EXERCISE BRIEF:
Reproduce the passage below on electronic scientific documents in full, word for word.

The discussion on the value of electronic documents is often hampered by the fact that one starts from what one is accustomed to in the paper world and attempts to impose that on an electronic environment. The scientific paper as we know it is a paper-based object that obviously can be cast into various technical forms, but intrinsically remains a paper object.

In order to grasp the impact of the current electronic revolution, as well as being able to set out a policy towards the future, we have to abstract from the presentation form and start with the aims and content of scientific communication before we zoom in on a particular presentation form.

We have to step back and analyse what it means to write for an electronic medium and what it means to read material that is stored electronically. In a paper world, writing and reading are very close. Writing for an electronic medium, means an understanding of the full capacities the medium contains. Reading electronic articles on the other hand doesn’t mean reading from a screen. The presentation becomes flexible! In contrast to paper, the electronic media allow a distinct difference in presentation between the author’s favoured presentation and the consumer’s reading practice.

An electronic document is not the electronic version of a traditional paper document with embellishments such as hyperlinks, colour pictures and illustrative animations. An electronic document is a document comprising a variety of different types of information presentations that are brought together by an author in order to present a comprehensive scientific argument. Or to put it in other terms: in an electronic publication, images, animations and so on cease to be illuminating illustrations to the text, but are now semi-independent knowledge representations that together with the text comprise the scientific argument communicated to peer scientists.

In order to develop new insights in an editorial policy that maintains the essential virtues of the paper document as well as incorporates all the new exciting features, I will firstly discuss the scientific paper as we know it. Subsequently, new ways for knowledge expression are dealt with. In the concluding section, I try to set out some guidelines for the coming period.
 

2. What is a scientific paper?

PROVIDED INFORMATION:
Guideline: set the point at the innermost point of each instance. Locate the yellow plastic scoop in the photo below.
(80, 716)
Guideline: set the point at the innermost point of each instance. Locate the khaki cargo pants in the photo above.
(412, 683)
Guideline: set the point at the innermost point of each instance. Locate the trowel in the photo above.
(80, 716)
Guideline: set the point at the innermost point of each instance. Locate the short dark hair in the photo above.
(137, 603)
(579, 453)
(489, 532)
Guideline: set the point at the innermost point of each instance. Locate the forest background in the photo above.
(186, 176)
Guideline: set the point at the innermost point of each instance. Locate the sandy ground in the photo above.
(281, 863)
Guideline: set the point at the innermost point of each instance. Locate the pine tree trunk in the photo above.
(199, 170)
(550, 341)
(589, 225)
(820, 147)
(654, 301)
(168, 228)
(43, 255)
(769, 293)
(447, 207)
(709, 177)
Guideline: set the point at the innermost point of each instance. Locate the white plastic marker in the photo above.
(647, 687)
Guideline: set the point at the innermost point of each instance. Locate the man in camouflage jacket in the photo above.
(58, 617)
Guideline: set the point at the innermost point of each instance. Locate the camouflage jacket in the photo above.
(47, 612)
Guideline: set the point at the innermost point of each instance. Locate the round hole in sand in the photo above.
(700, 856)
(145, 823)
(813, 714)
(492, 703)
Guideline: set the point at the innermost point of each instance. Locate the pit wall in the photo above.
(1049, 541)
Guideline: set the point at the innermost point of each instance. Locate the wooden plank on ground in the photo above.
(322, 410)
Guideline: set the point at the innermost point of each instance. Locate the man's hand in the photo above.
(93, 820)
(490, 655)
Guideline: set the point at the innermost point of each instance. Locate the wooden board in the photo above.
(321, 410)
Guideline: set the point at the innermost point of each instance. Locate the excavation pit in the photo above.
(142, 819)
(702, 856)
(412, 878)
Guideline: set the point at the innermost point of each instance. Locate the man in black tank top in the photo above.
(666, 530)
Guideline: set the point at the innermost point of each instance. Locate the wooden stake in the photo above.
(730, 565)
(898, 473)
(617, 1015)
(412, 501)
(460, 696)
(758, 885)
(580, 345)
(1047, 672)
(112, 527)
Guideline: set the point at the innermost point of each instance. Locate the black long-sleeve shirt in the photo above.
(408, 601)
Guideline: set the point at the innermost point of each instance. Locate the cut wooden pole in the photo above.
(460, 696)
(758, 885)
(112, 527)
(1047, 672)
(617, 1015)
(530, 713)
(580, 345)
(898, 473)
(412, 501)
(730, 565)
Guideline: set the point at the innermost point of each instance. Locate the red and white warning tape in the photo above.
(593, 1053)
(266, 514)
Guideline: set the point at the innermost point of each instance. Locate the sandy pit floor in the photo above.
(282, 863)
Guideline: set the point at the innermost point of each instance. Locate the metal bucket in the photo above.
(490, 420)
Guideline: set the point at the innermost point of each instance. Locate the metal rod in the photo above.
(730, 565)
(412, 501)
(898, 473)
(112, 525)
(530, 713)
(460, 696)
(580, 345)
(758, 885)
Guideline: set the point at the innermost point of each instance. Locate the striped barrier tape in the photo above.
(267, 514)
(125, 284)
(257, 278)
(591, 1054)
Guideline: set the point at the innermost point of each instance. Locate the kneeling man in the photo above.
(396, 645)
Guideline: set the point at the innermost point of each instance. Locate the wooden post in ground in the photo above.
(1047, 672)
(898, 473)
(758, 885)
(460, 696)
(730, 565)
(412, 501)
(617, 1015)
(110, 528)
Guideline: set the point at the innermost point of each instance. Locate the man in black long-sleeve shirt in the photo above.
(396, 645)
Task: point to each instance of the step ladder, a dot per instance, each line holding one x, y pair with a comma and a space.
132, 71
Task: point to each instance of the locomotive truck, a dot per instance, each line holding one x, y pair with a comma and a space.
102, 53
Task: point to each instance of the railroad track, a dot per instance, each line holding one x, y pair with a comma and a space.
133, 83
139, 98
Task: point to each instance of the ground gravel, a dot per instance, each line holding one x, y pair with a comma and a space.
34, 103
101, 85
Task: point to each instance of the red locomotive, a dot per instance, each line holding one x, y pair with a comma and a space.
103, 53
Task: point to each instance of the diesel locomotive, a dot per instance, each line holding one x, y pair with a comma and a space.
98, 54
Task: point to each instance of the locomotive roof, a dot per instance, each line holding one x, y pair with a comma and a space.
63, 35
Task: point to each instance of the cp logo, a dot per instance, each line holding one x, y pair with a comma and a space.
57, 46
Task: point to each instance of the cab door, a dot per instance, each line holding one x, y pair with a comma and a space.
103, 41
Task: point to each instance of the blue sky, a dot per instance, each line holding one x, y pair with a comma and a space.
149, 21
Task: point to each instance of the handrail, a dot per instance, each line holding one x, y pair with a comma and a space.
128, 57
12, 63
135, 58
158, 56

* * *

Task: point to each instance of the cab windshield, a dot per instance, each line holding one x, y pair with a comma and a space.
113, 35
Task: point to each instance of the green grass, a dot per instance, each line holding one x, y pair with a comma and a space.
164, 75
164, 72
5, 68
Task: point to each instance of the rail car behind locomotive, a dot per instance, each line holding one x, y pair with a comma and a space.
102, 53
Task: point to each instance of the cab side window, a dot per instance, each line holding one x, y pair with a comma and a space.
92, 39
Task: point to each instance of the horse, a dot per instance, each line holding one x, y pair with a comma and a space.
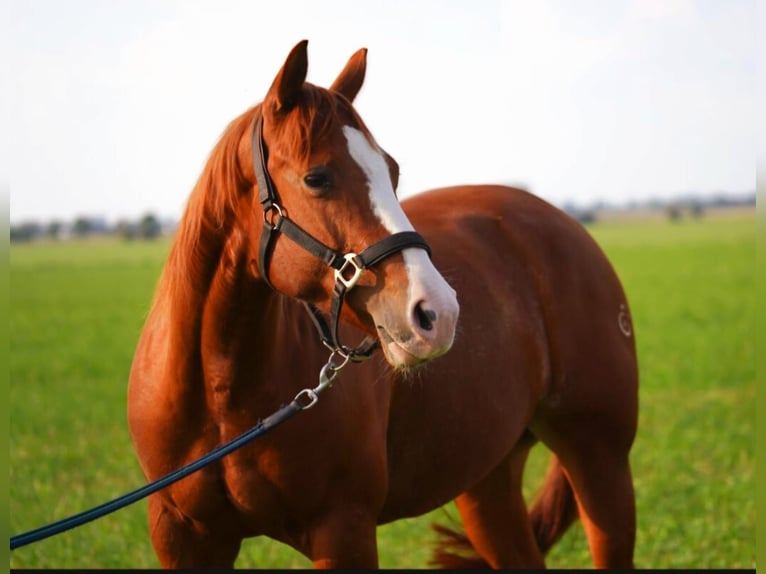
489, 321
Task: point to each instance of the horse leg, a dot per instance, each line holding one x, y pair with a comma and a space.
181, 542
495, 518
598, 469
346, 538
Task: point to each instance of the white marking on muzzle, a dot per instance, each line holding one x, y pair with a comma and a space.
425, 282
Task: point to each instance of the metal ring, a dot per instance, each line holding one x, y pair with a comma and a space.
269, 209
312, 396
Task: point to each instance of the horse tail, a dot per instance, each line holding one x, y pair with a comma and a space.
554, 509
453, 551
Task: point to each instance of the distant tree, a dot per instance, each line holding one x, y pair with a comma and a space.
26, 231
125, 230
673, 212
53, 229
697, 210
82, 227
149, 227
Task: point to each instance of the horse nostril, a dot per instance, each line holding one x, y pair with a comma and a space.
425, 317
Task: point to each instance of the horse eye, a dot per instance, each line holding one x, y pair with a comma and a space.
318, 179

TASK SOLUTION:
The discussion on the value of electronic documents is often hampered by the fact that one starts from what one is accustomed to in the paper world and attempts to impose that on an electronic environment. The scientific paper as we know it is a paper-based object that obviously can be cast into various technical forms, but intrinsically remains a paper object.

In order to grasp the impact of the current electronic revolution, as well as being able to set out a policy towards the future, we have to abstract from the presentation form and start with the aims and content of scientific communication before we zoom in on a particular presentation form.

We have to step back and analyse what it means to write for an electronic medium and what it means to read material that is stored electronically. In a paper world, writing and reading are very close. Writing for an electronic medium, means an understanding of the full capacities the medium contains. Reading electronic articles on the other hand doesn’t mean reading from a screen. The presentation becomes flexible! In contrast to paper, the electronic media allow a distinct difference in presentation between the author’s favoured presentation and the consumer’s reading practice.

An electronic document is not the electronic version of a traditional paper document with embellishments such as hyperlinks, colour pictures and illustrative animations. An electronic document is a document comprising a variety of different types of information presentations that are brought together by an author in order to present a comprehensive scientific argument. Or to put it in other terms: in an electronic publication, images, animations and so on cease to be illuminating illustrations to the text, but are now semi-independent knowledge representations that together with the text comprise the scientific argument communicated to peer scientists.

In order to develop new insights in an editorial policy that maintains the essential virtues of the paper document as well as incorporates all the new exciting features, I will firstly discuss the scientific paper as we know it. Subsequently, new ways for knowledge expression are dealt with. In the concluding section, I try to set out some guidelines for the coming period.
 

2. What is a scientific paper?